Edit the stretch from the start of the records through the line that contains "68L192 141L236 138L250" by changing "positive clicks" to "foreground clicks", keeping everything else the same.

[Collected data]
################

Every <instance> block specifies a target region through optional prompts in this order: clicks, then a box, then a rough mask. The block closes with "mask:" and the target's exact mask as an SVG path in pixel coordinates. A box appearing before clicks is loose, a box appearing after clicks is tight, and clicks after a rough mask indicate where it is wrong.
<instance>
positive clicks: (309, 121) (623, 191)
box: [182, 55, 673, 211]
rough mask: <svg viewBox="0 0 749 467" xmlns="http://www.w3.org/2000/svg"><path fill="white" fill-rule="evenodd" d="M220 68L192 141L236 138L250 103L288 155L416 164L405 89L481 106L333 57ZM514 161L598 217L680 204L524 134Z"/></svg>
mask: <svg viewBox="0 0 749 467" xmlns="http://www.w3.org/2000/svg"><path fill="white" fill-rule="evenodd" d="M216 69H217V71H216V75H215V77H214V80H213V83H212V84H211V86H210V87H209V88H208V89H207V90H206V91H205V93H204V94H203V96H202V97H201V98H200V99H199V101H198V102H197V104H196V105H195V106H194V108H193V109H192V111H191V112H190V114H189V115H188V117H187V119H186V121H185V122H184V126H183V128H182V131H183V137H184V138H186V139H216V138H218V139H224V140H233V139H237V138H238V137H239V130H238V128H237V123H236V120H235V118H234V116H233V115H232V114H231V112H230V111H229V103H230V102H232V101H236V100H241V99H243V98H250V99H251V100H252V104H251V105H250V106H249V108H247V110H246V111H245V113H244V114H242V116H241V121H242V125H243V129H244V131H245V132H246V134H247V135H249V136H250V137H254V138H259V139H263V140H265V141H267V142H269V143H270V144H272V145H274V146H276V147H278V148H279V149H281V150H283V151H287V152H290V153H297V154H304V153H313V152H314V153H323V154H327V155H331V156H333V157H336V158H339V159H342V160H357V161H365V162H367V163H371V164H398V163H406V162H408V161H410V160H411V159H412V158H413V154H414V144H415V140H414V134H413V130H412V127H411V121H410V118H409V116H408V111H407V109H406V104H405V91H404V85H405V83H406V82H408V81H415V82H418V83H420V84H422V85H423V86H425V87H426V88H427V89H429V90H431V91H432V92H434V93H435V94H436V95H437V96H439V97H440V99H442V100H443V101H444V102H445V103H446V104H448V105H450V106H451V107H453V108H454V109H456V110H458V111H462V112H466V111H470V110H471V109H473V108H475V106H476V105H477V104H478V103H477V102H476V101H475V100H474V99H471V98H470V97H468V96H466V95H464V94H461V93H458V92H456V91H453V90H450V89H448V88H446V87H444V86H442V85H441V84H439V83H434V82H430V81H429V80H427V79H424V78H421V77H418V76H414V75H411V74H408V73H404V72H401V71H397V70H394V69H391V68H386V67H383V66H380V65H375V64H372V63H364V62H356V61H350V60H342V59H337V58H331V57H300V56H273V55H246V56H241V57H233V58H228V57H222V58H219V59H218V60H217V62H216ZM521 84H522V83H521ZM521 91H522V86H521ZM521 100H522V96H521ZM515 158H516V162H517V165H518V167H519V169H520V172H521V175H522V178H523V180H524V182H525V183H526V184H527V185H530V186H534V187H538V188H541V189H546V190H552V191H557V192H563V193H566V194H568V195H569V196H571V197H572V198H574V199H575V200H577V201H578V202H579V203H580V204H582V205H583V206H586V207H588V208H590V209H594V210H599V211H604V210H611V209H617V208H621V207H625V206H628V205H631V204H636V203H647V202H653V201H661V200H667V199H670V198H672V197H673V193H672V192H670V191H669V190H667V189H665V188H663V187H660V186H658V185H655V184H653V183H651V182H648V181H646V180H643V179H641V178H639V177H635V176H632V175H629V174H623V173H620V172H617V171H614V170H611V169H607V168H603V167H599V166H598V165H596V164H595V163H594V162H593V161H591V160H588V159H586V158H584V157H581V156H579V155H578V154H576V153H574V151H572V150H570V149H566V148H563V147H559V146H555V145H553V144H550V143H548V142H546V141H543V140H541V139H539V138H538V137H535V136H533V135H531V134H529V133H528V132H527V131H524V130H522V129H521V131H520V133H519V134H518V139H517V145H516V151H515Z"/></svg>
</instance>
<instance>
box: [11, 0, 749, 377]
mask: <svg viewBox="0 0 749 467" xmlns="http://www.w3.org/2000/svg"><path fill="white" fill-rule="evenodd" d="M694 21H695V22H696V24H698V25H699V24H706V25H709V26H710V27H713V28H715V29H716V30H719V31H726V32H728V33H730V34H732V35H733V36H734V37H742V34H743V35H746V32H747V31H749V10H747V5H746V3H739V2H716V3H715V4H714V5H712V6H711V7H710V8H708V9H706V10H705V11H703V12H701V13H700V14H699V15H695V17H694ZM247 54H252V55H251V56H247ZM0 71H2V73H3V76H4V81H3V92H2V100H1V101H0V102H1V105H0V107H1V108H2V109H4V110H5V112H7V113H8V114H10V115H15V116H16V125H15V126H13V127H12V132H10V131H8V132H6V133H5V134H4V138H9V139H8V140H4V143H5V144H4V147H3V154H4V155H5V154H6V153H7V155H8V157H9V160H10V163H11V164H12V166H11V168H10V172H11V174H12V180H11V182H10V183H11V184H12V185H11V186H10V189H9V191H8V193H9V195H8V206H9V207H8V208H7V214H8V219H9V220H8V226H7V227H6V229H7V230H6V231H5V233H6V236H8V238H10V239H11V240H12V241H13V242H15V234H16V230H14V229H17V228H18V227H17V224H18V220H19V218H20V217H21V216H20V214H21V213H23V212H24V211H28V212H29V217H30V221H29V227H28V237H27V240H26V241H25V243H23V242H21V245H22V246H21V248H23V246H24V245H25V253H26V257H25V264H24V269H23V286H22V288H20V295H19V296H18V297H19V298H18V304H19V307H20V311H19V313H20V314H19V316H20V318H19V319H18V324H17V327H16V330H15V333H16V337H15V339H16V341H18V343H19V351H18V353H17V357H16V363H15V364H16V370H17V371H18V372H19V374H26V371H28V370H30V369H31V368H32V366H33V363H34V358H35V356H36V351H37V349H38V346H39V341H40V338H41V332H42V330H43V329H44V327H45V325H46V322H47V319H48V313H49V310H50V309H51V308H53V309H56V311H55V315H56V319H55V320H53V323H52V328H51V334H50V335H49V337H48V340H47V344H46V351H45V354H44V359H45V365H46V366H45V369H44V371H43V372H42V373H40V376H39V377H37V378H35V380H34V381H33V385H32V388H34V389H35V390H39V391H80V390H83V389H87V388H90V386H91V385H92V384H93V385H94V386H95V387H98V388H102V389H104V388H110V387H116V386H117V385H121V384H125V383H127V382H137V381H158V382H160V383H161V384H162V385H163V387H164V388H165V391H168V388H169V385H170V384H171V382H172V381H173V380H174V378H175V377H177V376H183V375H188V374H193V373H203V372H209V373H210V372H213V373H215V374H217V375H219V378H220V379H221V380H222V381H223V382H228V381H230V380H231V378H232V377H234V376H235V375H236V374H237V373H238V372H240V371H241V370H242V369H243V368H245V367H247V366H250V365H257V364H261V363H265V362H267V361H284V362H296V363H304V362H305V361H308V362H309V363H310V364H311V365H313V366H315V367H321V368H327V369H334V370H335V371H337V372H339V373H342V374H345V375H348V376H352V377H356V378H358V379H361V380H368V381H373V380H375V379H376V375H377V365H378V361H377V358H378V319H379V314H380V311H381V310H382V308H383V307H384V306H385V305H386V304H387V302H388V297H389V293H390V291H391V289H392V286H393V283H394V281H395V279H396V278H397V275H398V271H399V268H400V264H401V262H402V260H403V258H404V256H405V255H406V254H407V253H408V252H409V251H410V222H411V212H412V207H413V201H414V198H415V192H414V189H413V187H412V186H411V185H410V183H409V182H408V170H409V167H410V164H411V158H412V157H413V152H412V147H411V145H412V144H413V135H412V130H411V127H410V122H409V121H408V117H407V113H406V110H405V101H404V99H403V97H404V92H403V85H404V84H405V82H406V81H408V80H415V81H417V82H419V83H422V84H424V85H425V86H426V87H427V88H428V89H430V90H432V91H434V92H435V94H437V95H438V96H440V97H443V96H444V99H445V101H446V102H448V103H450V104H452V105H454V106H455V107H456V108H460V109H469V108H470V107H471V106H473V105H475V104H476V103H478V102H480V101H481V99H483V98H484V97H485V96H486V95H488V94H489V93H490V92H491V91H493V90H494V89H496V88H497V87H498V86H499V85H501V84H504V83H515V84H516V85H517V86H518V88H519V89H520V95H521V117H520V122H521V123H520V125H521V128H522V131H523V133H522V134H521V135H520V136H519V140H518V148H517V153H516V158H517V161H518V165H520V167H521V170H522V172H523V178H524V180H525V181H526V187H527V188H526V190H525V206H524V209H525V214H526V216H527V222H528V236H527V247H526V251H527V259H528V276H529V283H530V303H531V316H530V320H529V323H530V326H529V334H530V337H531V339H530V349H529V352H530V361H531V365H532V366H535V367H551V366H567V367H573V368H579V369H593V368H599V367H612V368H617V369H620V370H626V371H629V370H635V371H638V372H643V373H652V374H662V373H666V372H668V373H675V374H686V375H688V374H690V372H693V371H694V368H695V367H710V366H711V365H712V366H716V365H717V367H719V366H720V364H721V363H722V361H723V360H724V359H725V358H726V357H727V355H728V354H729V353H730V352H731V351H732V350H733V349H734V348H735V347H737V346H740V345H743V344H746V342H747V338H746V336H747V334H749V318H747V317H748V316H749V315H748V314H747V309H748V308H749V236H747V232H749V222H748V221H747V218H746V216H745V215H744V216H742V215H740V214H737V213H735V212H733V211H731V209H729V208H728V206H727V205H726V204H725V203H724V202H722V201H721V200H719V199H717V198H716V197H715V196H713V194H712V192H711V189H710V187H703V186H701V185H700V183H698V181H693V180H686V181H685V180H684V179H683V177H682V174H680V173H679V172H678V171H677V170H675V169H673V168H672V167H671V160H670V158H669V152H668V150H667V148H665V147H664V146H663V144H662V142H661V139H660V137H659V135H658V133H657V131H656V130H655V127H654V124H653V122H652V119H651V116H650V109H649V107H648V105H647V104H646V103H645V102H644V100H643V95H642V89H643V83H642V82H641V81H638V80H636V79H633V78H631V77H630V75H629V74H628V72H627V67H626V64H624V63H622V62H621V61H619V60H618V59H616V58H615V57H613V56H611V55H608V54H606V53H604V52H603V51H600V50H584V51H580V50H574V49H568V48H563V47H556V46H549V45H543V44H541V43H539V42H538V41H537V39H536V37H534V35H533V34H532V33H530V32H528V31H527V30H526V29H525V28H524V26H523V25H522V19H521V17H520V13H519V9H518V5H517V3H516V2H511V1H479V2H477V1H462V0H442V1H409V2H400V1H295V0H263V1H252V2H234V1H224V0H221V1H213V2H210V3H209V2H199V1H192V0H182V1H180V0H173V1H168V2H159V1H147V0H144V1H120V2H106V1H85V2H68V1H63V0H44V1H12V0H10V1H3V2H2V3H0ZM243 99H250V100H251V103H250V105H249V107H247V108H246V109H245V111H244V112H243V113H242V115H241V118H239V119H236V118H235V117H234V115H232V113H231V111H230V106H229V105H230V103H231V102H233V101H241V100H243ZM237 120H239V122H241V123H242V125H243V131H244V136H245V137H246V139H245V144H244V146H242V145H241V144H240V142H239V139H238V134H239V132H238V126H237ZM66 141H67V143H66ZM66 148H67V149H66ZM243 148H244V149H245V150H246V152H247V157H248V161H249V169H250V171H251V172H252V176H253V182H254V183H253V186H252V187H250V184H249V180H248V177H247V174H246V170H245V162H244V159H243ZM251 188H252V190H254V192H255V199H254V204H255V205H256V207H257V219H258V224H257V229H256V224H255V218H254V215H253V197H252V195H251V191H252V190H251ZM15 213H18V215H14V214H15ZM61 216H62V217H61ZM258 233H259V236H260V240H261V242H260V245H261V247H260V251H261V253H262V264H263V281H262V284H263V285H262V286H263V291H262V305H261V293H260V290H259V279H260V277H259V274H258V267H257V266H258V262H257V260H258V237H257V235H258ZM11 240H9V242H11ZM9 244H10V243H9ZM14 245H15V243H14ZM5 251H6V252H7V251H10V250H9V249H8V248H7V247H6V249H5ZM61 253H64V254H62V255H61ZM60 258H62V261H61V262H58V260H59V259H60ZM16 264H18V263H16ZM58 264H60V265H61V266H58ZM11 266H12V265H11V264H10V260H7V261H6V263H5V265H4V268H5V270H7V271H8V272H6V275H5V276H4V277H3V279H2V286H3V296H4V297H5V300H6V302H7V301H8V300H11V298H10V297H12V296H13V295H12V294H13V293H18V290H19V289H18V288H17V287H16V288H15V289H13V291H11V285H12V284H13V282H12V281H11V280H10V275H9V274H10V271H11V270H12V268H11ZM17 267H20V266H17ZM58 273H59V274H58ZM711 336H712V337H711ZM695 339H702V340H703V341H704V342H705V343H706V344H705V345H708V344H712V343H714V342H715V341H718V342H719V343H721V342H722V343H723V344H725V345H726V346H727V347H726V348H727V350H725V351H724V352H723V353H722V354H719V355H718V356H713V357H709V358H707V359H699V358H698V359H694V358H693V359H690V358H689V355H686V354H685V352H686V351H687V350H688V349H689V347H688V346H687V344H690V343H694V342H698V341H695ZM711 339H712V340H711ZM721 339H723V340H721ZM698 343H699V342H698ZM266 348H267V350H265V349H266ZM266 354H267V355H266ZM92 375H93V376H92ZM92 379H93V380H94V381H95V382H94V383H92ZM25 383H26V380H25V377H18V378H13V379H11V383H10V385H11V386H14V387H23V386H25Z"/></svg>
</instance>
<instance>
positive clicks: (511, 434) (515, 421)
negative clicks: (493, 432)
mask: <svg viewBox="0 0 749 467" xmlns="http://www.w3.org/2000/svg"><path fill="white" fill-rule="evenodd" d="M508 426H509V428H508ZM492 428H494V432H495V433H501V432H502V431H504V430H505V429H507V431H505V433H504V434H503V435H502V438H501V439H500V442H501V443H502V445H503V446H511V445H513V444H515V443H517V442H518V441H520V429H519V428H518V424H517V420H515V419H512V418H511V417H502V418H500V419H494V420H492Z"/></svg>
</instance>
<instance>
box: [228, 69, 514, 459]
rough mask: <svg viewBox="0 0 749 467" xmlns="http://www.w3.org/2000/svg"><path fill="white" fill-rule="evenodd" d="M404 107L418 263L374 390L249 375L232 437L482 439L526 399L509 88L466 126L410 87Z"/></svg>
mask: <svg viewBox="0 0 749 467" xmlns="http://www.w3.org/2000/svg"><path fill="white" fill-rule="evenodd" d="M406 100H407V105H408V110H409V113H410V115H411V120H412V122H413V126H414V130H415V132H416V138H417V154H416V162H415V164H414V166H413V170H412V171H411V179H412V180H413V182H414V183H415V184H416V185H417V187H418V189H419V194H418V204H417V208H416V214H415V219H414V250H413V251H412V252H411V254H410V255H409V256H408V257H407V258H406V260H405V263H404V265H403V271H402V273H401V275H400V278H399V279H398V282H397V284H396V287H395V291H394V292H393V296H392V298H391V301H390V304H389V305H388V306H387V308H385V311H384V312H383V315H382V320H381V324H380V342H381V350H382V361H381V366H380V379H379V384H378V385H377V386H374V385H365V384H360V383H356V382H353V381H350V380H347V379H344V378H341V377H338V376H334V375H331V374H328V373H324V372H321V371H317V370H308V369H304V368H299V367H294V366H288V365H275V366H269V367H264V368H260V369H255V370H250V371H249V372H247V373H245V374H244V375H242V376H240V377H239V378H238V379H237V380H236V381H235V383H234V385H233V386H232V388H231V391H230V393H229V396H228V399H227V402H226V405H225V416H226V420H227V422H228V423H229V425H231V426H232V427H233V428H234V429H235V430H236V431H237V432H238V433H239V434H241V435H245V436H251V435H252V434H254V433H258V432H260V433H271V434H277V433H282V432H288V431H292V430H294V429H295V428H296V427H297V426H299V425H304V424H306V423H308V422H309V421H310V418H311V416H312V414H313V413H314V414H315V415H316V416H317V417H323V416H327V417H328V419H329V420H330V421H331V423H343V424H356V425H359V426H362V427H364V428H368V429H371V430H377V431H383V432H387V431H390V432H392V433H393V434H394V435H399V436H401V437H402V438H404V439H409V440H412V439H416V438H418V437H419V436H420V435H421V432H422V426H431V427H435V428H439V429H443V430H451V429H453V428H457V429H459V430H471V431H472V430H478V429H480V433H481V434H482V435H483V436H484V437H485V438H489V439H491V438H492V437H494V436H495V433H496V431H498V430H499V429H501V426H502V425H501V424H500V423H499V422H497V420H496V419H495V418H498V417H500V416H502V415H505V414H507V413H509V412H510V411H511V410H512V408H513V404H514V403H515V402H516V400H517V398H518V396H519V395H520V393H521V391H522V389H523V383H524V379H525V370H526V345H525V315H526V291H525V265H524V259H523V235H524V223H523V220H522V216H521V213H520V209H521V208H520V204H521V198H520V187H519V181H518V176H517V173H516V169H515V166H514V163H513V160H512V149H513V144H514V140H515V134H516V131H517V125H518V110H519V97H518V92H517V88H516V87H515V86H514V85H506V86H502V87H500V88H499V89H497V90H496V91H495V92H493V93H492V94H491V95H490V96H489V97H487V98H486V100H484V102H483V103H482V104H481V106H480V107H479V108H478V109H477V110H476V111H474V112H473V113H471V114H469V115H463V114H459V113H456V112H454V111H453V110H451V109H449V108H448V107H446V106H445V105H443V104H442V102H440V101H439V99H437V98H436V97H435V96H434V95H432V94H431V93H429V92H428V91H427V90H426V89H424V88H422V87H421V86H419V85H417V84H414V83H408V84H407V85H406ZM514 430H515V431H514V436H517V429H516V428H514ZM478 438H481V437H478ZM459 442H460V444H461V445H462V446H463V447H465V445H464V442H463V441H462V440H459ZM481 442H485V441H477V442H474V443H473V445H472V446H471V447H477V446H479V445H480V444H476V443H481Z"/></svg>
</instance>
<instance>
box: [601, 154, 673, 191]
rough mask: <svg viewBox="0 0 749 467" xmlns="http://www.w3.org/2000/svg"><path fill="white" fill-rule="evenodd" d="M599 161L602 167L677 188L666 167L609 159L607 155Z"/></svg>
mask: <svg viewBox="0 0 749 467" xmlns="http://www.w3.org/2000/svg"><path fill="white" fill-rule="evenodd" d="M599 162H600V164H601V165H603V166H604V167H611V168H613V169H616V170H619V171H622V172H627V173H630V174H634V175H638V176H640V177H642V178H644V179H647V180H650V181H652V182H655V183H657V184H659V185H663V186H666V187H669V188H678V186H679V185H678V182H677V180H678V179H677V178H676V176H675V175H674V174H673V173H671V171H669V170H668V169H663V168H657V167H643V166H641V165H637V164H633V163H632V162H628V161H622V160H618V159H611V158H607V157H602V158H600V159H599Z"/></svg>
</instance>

################

(Exercise output)
Every <instance> block specifies a target region through optional prompts in this order: clicks, then a box, then a rough mask. The block closes with "mask:" and the target's exact mask as an SVG path in pixel coordinates. A box appearing before clicks is loose, a box appearing after clicks is tight, and clicks after a rough mask indicate where it is wrong.
<instance>
foreground clicks: (309, 121) (623, 191)
box: [182, 55, 673, 211]
rough mask: <svg viewBox="0 0 749 467" xmlns="http://www.w3.org/2000/svg"><path fill="white" fill-rule="evenodd" d="M220 68L192 141L236 138L250 103L288 155L416 164L405 89L481 106L333 57ZM514 161L598 217L680 204L524 134Z"/></svg>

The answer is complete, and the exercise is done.